▶ _Task objective_
Begin with the line that has "the bare red". Give it and every line after it again, exactly, through the end of the entries below.

▶ _Listed entries_
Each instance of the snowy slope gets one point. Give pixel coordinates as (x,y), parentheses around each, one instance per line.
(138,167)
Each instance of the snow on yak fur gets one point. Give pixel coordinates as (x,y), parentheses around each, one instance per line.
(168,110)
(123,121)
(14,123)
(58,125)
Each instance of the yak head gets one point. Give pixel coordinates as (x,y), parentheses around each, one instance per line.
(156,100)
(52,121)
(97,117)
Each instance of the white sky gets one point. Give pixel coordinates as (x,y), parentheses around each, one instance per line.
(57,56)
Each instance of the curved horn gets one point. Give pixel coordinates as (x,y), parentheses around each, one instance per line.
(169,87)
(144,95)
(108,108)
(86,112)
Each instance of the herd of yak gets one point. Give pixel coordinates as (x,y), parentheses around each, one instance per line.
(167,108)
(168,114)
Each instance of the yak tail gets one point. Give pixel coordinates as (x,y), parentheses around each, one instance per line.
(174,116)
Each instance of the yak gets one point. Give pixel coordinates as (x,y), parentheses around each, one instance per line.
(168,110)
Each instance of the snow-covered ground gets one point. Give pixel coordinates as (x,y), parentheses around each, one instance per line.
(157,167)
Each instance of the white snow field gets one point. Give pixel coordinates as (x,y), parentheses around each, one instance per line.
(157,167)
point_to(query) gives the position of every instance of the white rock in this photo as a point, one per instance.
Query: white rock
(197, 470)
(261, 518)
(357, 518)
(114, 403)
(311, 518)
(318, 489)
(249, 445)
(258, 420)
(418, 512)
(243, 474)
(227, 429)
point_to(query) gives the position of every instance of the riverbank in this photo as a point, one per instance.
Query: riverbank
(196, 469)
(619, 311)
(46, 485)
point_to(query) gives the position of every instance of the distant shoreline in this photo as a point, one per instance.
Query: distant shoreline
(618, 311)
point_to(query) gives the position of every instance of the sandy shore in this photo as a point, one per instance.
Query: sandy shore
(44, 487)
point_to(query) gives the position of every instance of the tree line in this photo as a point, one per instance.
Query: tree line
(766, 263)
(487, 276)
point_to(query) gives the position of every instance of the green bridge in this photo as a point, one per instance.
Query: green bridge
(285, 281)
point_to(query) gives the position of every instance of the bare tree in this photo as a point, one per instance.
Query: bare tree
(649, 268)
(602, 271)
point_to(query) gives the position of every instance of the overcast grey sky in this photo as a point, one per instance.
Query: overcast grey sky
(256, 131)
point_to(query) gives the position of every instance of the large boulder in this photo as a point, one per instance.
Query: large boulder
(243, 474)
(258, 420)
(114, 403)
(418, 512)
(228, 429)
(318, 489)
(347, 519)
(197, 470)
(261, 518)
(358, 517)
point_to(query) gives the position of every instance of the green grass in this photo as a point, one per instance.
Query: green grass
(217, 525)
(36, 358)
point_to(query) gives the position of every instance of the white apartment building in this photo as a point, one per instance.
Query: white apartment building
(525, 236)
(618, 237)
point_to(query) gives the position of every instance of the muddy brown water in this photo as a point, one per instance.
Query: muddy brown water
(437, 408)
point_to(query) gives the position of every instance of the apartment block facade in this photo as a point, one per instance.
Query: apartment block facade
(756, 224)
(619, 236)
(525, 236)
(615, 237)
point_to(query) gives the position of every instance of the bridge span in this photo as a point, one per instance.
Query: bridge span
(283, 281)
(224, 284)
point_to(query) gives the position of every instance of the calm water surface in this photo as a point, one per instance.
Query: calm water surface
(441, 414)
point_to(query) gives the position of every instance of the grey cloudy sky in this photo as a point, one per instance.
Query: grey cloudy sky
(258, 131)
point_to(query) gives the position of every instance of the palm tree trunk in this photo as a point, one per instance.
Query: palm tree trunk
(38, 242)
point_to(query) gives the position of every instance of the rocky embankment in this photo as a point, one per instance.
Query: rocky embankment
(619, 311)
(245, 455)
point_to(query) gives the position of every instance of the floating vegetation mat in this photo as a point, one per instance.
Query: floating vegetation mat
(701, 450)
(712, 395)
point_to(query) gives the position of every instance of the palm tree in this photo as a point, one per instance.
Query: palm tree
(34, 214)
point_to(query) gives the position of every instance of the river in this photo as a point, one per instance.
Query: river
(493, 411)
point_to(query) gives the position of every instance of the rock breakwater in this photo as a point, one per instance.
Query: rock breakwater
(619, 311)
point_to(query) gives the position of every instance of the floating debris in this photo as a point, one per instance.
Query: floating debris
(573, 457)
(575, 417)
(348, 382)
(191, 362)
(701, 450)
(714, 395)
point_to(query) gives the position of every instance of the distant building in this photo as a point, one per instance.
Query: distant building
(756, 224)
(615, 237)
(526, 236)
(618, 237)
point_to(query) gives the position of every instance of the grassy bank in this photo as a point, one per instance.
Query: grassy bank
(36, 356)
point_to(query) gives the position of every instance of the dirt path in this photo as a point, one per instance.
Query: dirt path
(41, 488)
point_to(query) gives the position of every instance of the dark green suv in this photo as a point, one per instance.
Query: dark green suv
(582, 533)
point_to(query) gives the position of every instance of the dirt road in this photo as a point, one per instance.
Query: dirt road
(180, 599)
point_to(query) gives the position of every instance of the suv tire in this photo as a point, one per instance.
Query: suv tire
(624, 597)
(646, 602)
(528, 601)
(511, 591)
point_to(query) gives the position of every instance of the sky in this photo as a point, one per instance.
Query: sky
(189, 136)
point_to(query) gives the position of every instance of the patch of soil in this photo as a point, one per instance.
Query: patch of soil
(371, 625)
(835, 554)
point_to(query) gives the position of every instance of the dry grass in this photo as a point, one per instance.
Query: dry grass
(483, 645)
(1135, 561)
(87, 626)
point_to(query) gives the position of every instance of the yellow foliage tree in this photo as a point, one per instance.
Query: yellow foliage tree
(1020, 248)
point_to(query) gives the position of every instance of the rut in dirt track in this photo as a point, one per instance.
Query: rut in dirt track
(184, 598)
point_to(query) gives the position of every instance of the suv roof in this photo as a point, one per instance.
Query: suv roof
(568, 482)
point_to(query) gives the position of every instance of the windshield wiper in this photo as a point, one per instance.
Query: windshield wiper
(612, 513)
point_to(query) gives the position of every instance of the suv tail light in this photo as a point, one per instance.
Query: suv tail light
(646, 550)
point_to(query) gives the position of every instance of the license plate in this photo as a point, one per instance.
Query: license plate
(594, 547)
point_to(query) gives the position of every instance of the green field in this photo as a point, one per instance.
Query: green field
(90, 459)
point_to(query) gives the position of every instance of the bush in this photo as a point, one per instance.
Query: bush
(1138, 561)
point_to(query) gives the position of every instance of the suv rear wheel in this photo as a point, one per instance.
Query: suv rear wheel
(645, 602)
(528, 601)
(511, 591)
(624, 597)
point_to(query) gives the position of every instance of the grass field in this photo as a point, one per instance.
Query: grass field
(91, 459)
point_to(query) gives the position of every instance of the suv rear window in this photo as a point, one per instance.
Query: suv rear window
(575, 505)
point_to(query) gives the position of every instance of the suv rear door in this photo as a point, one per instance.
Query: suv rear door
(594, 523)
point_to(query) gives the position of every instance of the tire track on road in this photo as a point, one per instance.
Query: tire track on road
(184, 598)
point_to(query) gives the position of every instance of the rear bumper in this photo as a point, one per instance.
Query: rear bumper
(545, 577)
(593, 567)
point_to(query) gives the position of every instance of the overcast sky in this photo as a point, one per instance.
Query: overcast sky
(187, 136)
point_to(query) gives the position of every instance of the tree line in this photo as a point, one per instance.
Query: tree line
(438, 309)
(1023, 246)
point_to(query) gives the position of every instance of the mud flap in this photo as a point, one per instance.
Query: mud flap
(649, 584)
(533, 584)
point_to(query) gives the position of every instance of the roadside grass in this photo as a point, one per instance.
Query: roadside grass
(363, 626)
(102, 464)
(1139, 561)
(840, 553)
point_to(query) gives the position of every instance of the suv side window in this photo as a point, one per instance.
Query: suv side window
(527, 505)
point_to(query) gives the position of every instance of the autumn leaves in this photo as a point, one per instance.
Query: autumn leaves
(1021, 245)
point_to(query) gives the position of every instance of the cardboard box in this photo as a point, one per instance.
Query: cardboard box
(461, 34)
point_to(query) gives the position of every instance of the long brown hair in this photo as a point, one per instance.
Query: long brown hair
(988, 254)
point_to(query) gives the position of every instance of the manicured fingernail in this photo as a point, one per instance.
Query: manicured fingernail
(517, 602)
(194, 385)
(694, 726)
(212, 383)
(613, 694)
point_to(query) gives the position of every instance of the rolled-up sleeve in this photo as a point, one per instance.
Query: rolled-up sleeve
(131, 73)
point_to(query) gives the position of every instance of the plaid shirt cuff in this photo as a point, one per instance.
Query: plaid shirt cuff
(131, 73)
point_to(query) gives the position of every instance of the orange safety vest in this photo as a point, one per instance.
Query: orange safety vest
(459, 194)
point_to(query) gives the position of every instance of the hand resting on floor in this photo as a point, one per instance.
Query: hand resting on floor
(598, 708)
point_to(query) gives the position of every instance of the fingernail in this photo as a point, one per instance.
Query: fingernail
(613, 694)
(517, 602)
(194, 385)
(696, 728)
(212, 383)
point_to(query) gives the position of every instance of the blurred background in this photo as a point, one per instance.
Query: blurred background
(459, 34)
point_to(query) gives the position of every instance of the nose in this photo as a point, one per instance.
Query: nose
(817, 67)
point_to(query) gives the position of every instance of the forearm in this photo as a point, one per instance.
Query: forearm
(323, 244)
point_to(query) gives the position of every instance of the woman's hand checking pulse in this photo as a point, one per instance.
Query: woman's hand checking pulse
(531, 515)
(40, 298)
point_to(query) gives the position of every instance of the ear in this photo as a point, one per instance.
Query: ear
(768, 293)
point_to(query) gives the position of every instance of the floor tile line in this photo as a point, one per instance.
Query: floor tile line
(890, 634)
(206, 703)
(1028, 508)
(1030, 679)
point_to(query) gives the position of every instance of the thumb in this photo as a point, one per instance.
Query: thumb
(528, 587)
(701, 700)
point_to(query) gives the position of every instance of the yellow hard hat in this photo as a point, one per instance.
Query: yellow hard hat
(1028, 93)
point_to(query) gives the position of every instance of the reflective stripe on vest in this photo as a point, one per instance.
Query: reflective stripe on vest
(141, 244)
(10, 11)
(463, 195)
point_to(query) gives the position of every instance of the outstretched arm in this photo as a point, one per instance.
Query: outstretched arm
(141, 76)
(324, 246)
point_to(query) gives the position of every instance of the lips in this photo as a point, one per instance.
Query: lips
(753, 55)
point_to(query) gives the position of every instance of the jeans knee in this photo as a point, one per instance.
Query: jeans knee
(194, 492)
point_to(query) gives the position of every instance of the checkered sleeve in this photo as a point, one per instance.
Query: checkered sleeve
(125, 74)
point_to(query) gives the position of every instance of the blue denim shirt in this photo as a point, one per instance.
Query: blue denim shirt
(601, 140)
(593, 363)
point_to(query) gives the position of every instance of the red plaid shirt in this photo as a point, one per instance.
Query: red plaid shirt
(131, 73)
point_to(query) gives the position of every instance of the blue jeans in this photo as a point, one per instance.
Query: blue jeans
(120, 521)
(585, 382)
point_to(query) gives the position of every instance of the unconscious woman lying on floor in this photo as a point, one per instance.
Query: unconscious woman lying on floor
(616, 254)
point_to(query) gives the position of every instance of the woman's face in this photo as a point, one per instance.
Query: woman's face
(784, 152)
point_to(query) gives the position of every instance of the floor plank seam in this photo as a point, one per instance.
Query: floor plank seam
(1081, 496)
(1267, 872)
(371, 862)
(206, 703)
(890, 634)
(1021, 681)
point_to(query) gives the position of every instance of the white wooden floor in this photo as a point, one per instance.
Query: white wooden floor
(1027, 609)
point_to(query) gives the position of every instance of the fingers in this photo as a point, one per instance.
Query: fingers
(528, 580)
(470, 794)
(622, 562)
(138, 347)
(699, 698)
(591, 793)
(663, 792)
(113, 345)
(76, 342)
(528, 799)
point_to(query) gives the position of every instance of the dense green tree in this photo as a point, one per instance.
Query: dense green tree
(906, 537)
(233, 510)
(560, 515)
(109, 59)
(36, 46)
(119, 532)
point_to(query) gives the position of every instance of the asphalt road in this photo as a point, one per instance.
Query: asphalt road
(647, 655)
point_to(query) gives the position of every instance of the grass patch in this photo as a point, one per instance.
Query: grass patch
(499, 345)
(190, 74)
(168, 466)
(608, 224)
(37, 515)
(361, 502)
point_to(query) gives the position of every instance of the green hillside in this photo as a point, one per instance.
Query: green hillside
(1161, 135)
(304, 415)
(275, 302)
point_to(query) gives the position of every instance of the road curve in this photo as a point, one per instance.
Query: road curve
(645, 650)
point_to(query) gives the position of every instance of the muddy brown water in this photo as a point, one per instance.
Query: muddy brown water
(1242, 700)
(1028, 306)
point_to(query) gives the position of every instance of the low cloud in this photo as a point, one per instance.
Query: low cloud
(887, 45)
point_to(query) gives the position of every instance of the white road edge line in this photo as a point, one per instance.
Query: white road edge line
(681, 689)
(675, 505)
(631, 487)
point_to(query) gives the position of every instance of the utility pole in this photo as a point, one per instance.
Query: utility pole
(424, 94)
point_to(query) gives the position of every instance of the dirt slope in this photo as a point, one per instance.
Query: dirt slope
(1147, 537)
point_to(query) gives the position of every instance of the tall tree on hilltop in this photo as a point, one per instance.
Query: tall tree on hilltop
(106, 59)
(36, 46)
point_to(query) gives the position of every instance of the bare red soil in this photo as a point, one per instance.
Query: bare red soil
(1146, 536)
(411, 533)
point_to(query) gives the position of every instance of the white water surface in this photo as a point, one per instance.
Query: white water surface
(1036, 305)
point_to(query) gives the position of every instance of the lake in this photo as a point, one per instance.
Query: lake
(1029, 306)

▶ _Answer area_
point_to(query) gives the position of every instance of the bare red soil in this photo as a point, one per instance.
Query: bare red soil
(1146, 536)
(411, 533)
point_to(query) gives the position of every instance of the white water surface in this photo as a point, one per instance.
Query: white water surface
(1036, 305)
point_to(query) gives the position of every instance of the lake in this photo as a point, one per instance.
Query: lake
(1029, 306)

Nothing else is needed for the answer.